How to complete this task: The entries that follow include a run beginning at the line with "positive clicks: (273, 97) (266, 73)" and ending at the line with "54L271 64L231 108L227"; restate that run word for word and leave the rest out.

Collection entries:
● ● ● ●

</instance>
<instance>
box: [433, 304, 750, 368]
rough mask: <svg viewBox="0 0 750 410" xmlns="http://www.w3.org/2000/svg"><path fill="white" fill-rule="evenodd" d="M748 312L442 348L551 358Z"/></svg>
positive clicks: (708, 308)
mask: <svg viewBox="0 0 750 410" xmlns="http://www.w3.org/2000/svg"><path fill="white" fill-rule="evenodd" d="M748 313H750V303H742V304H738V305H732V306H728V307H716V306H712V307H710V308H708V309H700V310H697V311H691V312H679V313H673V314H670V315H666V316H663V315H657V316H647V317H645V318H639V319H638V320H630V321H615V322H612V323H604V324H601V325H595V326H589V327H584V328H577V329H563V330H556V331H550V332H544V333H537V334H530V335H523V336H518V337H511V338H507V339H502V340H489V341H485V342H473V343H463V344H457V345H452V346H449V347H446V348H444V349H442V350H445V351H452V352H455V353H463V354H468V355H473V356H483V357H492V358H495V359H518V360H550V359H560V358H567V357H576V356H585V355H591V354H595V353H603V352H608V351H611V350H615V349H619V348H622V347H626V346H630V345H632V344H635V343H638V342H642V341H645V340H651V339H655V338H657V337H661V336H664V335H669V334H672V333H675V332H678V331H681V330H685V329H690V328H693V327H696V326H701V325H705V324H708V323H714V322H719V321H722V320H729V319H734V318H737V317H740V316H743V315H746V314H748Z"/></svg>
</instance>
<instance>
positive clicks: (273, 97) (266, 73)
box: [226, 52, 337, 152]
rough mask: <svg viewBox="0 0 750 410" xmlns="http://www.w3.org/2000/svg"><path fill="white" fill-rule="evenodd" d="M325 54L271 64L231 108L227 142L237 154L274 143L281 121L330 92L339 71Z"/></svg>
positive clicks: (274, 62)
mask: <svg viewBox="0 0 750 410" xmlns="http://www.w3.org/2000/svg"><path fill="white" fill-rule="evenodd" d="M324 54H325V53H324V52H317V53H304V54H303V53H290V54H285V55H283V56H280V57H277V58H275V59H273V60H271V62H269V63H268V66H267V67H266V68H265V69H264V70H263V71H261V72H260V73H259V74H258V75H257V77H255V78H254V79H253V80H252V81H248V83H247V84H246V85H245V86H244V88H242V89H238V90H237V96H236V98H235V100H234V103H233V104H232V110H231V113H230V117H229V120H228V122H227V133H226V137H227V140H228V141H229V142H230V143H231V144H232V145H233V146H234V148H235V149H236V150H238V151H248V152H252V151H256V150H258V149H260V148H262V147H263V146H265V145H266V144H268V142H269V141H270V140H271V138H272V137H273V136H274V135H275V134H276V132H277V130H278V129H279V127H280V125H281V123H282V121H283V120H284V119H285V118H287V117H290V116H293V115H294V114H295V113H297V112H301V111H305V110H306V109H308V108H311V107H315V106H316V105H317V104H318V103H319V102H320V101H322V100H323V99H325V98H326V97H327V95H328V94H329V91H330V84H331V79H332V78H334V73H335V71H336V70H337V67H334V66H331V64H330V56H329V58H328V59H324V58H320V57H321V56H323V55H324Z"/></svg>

● ● ● ●

Output for this task:
positive clicks: (273, 97) (266, 73)
box: [226, 52, 337, 152]
rough mask: <svg viewBox="0 0 750 410" xmlns="http://www.w3.org/2000/svg"><path fill="white" fill-rule="evenodd" d="M325 54L271 64L231 108L227 142L237 154L274 143L281 121L330 92L339 71Z"/></svg>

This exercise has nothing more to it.